Problem details:
Could you repeat all of the entries exactly, leaving out any pictures?

START Task data

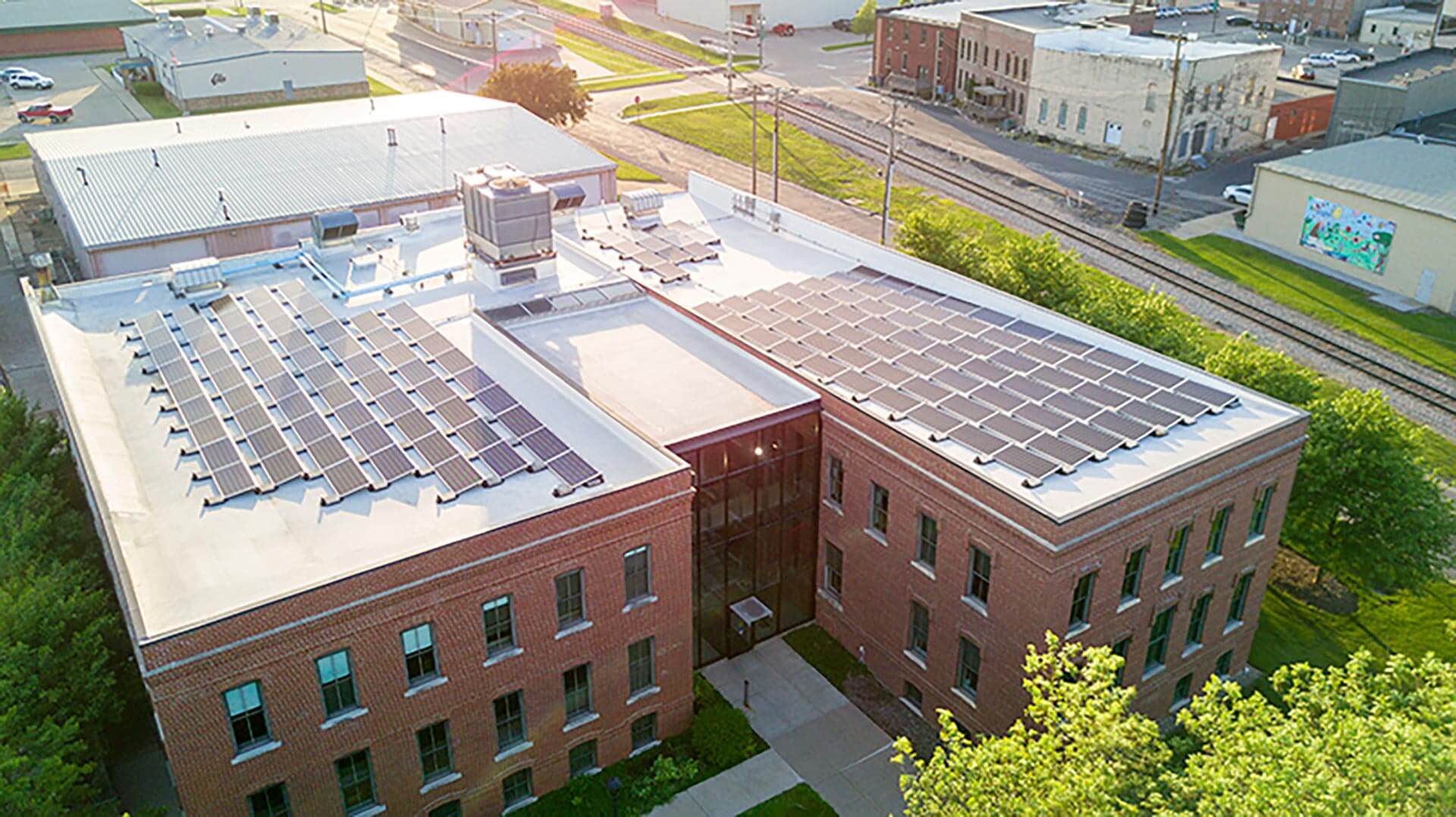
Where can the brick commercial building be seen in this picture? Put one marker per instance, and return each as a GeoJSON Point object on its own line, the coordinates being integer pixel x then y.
{"type": "Point", "coordinates": [74, 27]}
{"type": "Point", "coordinates": [604, 446]}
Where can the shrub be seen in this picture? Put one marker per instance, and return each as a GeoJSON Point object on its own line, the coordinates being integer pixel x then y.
{"type": "Point", "coordinates": [723, 737]}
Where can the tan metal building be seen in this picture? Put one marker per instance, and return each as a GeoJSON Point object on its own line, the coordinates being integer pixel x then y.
{"type": "Point", "coordinates": [1379, 211]}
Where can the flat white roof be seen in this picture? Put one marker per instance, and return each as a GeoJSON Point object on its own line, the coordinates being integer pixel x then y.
{"type": "Point", "coordinates": [1119, 42]}
{"type": "Point", "coordinates": [184, 564]}
{"type": "Point", "coordinates": [758, 258]}
{"type": "Point", "coordinates": [158, 180]}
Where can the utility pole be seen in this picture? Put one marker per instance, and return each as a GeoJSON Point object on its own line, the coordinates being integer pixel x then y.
{"type": "Point", "coordinates": [1168, 126]}
{"type": "Point", "coordinates": [753, 123]}
{"type": "Point", "coordinates": [890, 169]}
{"type": "Point", "coordinates": [778, 95]}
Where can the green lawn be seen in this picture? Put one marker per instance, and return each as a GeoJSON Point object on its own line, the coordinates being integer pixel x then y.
{"type": "Point", "coordinates": [1410, 622]}
{"type": "Point", "coordinates": [799, 801]}
{"type": "Point", "coordinates": [824, 654]}
{"type": "Point", "coordinates": [1429, 340]}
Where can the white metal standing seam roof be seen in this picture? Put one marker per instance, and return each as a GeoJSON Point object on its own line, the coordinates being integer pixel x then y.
{"type": "Point", "coordinates": [289, 162]}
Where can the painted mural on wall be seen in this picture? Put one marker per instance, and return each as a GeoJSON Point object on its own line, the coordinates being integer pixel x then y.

END Task data

Task response:
Where can the brick commercial building be seen in this picture? Put one marker per instance, and return each as a GeoJSON Point object on its own line, the coordinates being integer pixel x then y.
{"type": "Point", "coordinates": [74, 27]}
{"type": "Point", "coordinates": [604, 446]}
Where can the shrub be seen in this picture? Put one marker per instance, and return each as a GeoJSON Point object on its own line, the coordinates being integer pixel x then y.
{"type": "Point", "coordinates": [723, 737]}
Where can the tan metal building be seen in this picture? Put one marker per instance, and return each as a GeoJSON Point object on its own line, the coordinates being integer pixel x then y.
{"type": "Point", "coordinates": [1379, 211]}
Where can the flat white roof be seen in this picture? Put one marker per instance, and return each as a GeoJSON Point object on its own line, the coordinates being integer pixel x then y.
{"type": "Point", "coordinates": [1119, 42]}
{"type": "Point", "coordinates": [184, 564]}
{"type": "Point", "coordinates": [758, 258]}
{"type": "Point", "coordinates": [158, 180]}
Where can the utility pole be seen in this picture? Put one marker per instance, and return each as a GeoJSON Point object on its own line, the coordinates being integer pixel x then y.
{"type": "Point", "coordinates": [1168, 126]}
{"type": "Point", "coordinates": [753, 123]}
{"type": "Point", "coordinates": [890, 169]}
{"type": "Point", "coordinates": [778, 95]}
Where can the green lawn be seen in this picture? Put one marker per instance, and return each as a GeoJSON Point object on its own line, the coordinates being integer pixel x then y.
{"type": "Point", "coordinates": [1410, 622]}
{"type": "Point", "coordinates": [799, 801]}
{"type": "Point", "coordinates": [824, 654]}
{"type": "Point", "coordinates": [1429, 340]}
Where can the white metal standing seam roof be seen in this picture? Put one marker per instance, and return each as a GeoJSON Point object on its own line, the coordinates being integer pixel x then y.
{"type": "Point", "coordinates": [289, 162]}
Where can the painted mural on wall be seen in this picture? Put one marker per instance, and return each as a GeoJSON Point object on its own line, the coordinates being integer pixel x then y.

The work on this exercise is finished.